## WORK ORDER 1
According to the Envision article, when do Control Delivery officials hope to receive their first Food and Drug Administration approval of Envision for diabetics?
## WORK ORDER 2
Reproduce the part of the Envision article that opens with the words containing "Beyond vision and" and closes with "for joint-replacement surgery.".

## EXTRACT TO READ

Envision was developed by Watertown's Control Delivery Systems Inc., which five years ago created a first-generation eye implant device that releases an antiviral drug over an eight-month period for the treatment of cystomegalovirus (CMV) ritinitis, a debilitating condition that afflicts AIDS patients. The device is now used less frequently because of significant improvements in AIDS medications.

Control Delivery is using Envision in a series of clinical trials for uveitis; for age-related macular degeneration, the leading cause of blindness in people over 50; and for diabetic macular edema, a major cause of vision loss in people with diabetes.

Treatments for these diseases are in clinical trials with Control Delivery's partner, Bausch & Lomb Inc., the developer and marketer of health-care products for the eye. Control Delivery officials are hoping to get their first Food and Drug Administration approval of Envision for diabetics in late 2003.

``Their (Envision) concept is promising,'' said Dr. Matthew Davis, emeritus professor of ophthalmology and visual science at the University of Wisconsin. ``But whether this device and the drug for these particular diseases will work is still unclear because it's relatively early, as few patients have had the implants.''

However, given the company's early success with AIDS patients, Davis, a Control Delivery consultant, said implant technology has been generally accepted by ophthalmologists.

Control Delivery is also evaluating a comparable sustained release drug to treat cancerous brain tumors with an implanted, refillable device. A Phase II study is slated to start this summer using bleomycin, an anti-cancer drug.

Beyond vision and brain diseases, Control Delivery recently began animal testing of a screw-type device implanted in sheep. It is designed for people with severe osteoarthritis, possibly delaying the need for joint-replacement surgery.

``By delivering medicine locally - to the eye, the brain, a joint - you provide a constant rate of a potent drug in the surrounding tissue,'' said Paul Ashton, Control Delivery president and chief executive.

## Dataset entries
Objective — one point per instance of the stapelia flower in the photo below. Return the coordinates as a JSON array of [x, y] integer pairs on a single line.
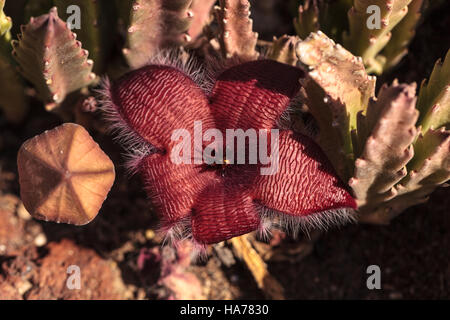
[[212, 203]]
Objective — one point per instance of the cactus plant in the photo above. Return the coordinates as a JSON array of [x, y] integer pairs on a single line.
[[392, 148], [398, 157], [382, 45], [52, 59], [12, 100]]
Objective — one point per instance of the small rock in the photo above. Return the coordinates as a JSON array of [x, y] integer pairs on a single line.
[[40, 240]]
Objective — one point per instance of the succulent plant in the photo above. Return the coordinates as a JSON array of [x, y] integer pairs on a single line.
[[12, 100], [391, 157], [223, 199], [64, 175], [52, 59], [392, 148], [380, 47]]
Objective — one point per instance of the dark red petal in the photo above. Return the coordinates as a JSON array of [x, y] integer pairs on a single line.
[[223, 211], [156, 100], [173, 188], [254, 94], [305, 182]]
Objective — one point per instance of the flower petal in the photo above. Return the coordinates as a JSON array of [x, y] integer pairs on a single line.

## SOLUTION 1
In late 2003.

## SOLUTION 2
Beyond vision and brain diseases, Control Delivery recently began animal testing of a screw-type device implanted in sheep. It is designed for people with severe osteoarthritis, possibly delaying the need for joint-replacement surgery.